PAGE EXCERPT:
□ □ □ □

When he ventures into political ranting he turns into a shrieking, hysterical spoiled brat. He become absolutely unlistenable.

60s rock musicians pioneered this braying about politics. Even John Fogerty, whose work I love, couldn't be restrained from making a jackass out of himself with an album of anti-Bush rants.

Musicians (and I speak from experience) are not the brightest sticks. I have less than zero interest in the political opinions of musicians. I wish that the 60s rockers would just shut up about their political views.

Posted by: Shouting Thomas on April 12, 2008 11:14 AM

Ok, I'll 'fess up; I haven't the faintest idea what that painting is 'about'.

Posted by: David Fleck on April 12, 2008 12:07 PM

The one kind of political art that does seem to last is mythologizing strong leaders. Think David and Napoleon or Karsh and Churchill to name only a couple.

Posted by: Thursday on April 12, 2008 1:17 PM

Banksy is an intersting addition to the political artist pantheon. I think much of his stuff is broad enough (war, poverty, etc.) that it can hold up over time. And his stuff is exceedingly clever, although "clever" is usually a quality that doesn't have much of a shelf life. Anyway, check it out if you haven't already:

I agree that overtly political art, when viewed as simply art, almost never comes across as anything more than pamphleteering, but there are exceptions such as Guernica, although I realize many here wouldn't agree on that one.

Posted by: JV on April 12, 2008 1:57 PM

Sheer guesswork: Mussolini?

Posted by: Richard S. Wheeler on April 12, 2008 4:57 PM

The subject depicted in a given work of art, whether political or tied to a specific historical event, is irrelevant to the expressive quality that determines whether the art has any aesthetic value in the first place. A beautifully executed painting of some event long gone will still be appreciated for reasons having nothing to do with the topicality of the subject.

Posted by: Peter L. Winkler on April 12, 2008 11:31 PM

Okay, I'll fess up now: that green face on the jack-in-the-box is Mussolini. The rest of it is Surrealistic, so God knows what subconscious/juxtaposed stuff is scattered through the painting.

Posted by: Donald Pittenger on April 13, 2008 12:33 AM

I'll take a guess, but that's all I can do. It does indeed refer to Mussolini, but the context is this: at various times in its history, Rome, the eternal city, was reduced to a near-wilderness, with a handful of shepherds, gypsies, peasants, or beggars living among its majestic ruins.

This painting is saying "it will happen again; Mussolini the jack-in-the-box will be just another bit of broken statuary sold off by peasants to tourists wandering through the rubble". But there might be some more specific referent in there.

Posted by: alias clio on April 13, 2008 9:42 AM

Art with a political subject matter has been created as long as art has been created. Perhaps the most common variations on the theme are the countless paintings and statues that commemorate leaders, both political and military, or military victories and defeats. From ancient Babylonian statues of Hammurabi, through Egyptian depictions of Nefertiti, on to battle scenes on the pottery of Greece and then to the Romans and Trajan's Column, this has been a regular part of art history. And on through the ages we can go.

□ □ □ □

ENTRIES:
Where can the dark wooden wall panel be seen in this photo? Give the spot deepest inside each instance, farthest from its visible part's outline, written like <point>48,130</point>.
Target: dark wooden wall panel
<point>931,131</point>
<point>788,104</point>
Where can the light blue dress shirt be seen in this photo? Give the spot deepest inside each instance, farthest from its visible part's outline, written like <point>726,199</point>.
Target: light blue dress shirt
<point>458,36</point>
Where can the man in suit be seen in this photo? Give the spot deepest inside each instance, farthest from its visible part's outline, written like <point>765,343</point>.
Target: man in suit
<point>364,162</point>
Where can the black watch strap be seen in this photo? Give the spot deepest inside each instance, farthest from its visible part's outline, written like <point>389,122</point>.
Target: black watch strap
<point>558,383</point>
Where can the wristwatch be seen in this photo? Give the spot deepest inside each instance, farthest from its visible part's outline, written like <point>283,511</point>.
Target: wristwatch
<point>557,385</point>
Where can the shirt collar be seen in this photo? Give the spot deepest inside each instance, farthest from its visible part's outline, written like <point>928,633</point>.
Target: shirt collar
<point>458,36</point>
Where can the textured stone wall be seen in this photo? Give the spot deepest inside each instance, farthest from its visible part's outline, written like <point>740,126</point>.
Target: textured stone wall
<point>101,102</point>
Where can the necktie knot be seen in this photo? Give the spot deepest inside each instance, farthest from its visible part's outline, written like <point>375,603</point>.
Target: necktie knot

□ □ □ □

EXERCISE TASK 1:
Rewrite the passage of the comment thread on political art that opens with the words "Posted by: David" and closes with "only a couple.", substituting "powerful rulers" for "strong leaders".
EXERCISE TASK 2:
Continue the comment thread on political art from the point at which it stops.
The entries bear no relation to the comment thread on political art.

RESULT 1:
Posted by: David Fleck on April 12, 2008 12:07 PM

The one kind of political art that does seem to last is mythologizing powerful rulers. Think David and Napoleon or Karsh and Churchill to name only a couple.

RESULT 2:
In the modern era, given our proximity to the political topics of the works, our own political POV may either predispose us to either champion or reject particular art with a political bent. This brings us to Shouting Thomas who, for a musician, seems woefully ignorant of this timeless theme in music, especially in ballad songs that have dealt with political material for centuries. In music "protest", as well as celebratory, songs have a very long history (far from being the invention of nasty hippie leftist from the 1960s who ruined Woodstock for the rest of the populace). Just off the top of my head I think of "Parcel of Rogues" and the "Skye Boat Song" – Scottish songs from the era of the Jacobite Rebellion and the Scottish quest for independence from England. For other examples how about "When Johnnie Comes Marching Home", "Strange Fruit", or much of the collaborative material of Bertold Brecht and Kurt Weill?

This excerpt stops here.